== TEXTAUSZUG ==
################
Bei einer Kollegin, der unser Appartement untervermietet wurde kam einer ohne Geld. Die hatte dann auch kein Geld für die Miete. Die wurde ihr dann erlassen. Ich bin hier übrigens privat. Zahle keine Miete. Bin ihr Gast. Meine Freundin wohnt hier ganz normal. Scheinbar ist aber Prostitution in diesem Haus vom Landlord, d. h. Vermieter, geduldet.

 

Gestern habe ich festgestellt, dass es hier noch mehr Sexworker gibt. Wir befinden uns aber in keinen Bordell. Die sind im Vereinigten Königreich verboten. Hier wohnen viele unterschiedliche Leute. Auch Männer. Ein "Client" hat mir erzählt, dass er mal in Amsterdam in einem Laufhaus war. Er fand das nicht gut und findet es besser, dass das hier verboten ist.

 

Zum Thema Intersex meinte meine Kollegin dann, dass sie es an meiner Stelle in ihr Profil schreiben würde. Ich habe sie auch gefragt ob sie findet, dass ich irgendwie anders bin oder so, aber sie meinte: Nein. Bestimmt gäbe es Leute, die dann zwar doofe Fragen stellen, aber dass ich kein Transgender bin sähe man doch. Es sei für das Marketing gut ebendieses Mosaikstückchen öffentlich zu machen. Es macht mich interessanter und schreckt Idioten ab. Sozusagen ein Filter. Hoffe sie hat recht.
################
== VORLIEGENDE ZEILEN ==
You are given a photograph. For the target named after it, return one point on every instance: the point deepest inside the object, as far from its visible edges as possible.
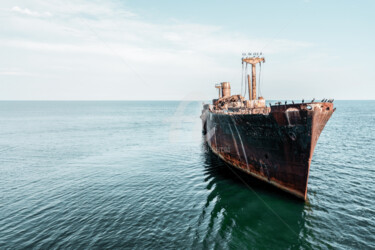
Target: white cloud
(86, 40)
(28, 12)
################
== AUFGABEN ==
**a)** In welcher Stadt war der im Textauszug erwähnte „Client“ einmal in einem Laufhaus?
**b)** Prüfe, ob die folgenden Aussagen mit dem Textauszug übereinstimmen. Begründe jede Antwort mit dem entscheidenden Wortlaut.
(i) Die schreibende Person zahlt Miete für die Wohnung.
(ii) Bordelle sind im Vereinigten Königreich verboten.
(iii) Die Kollegin rät davon ab, das Thema Intersex im Profil zu erwähnen.
**c)** Führe den Textauszug über Sexarbeit und Wohnen im Vereinigten Königreich nach seinem letzten Satz weiter.

== LÖSUNGEN ==
**a)** In Amsterdam.

**b)**
(i) Nein: „Zahle keine Miete.“
(ii) Ja: „Die sind im Vereinigten Königreich verboten.“
(iii) Nein: „dass sie es an meiner Stelle in ihr Profil schreiben würde“

**c)**
 

Sie hat mr aber noch mehr gute Tipps gegeben...

 

Heute war ich dann als ich nichts zu tun hatte in Kensington Gardens spazieren und habe darüber nachgedacht was sie mir vorgeschlagen hat. Nach und nach habe ich bei dem Spaziergang mein Profil verändert.

 

Und mir noch etwas überlegt: Kensington Gardens war bestimmt das Vorbild für den Phantasiepark in Mary Poppins. Kensington Gardens gehört der Queen. Fahrradfahren ist verboten. Alles ist sehr gepflegt. Die Tiere in diesem Garten, Gänse, Schwäne, Eichhörnchen, alle fast zahm, haben ein schönes Dasein hier.

 

Vormittags habe ich wieder English Breakfast gegessen. In dem Bistro war auch eine Deutsche, sie ist sofort negativ aufgefallen, als sie anfing darauf zu bestehen mit Kreditkarte zu bezahlen, was hier nicht möglich war, dann beschwerte sie sich, weil sie mit dem Euro-Wechselkurs nicht zufrieden war, der ihr vom Bistropersonal diktiert wurde. Es ging nur um Stellen nach dem Komma.

 

Dann hat sich ein Deutscher bei mir gemeldet der mich buchen wollte. Man konnte ihn schon an seiner Unfreundlichkeit als deutsch erkennen. Warum sind Deutsche eigentlich zu allen, die sie als fremd und anders empfinden pampig? Briten sind da etwas entspannter.

 

Der Deutsche fing dann an echt unverschämt zu werden, weil er mir wohl nicht glaubte, dass meine Bilder mich zeigen und er nur die von den Fotos will. Da ging es noch nur um meine Qualitäten als Sexworkerin. Dann habe ich ihm noch zwei Links gegeben: zu Kaufmich und zu einem Vorstellungsvideo. Da hatte ich schon in Kaufmich das mit dem intersexuell eingefügt. Klar, dass er sich dann endgültig als Knalltüte outen musste. Er fing dann so an: "das" sei nix für ihn. Schade für ihn, dass seine Homophobie eine Frau, nämlich mich, betrifft.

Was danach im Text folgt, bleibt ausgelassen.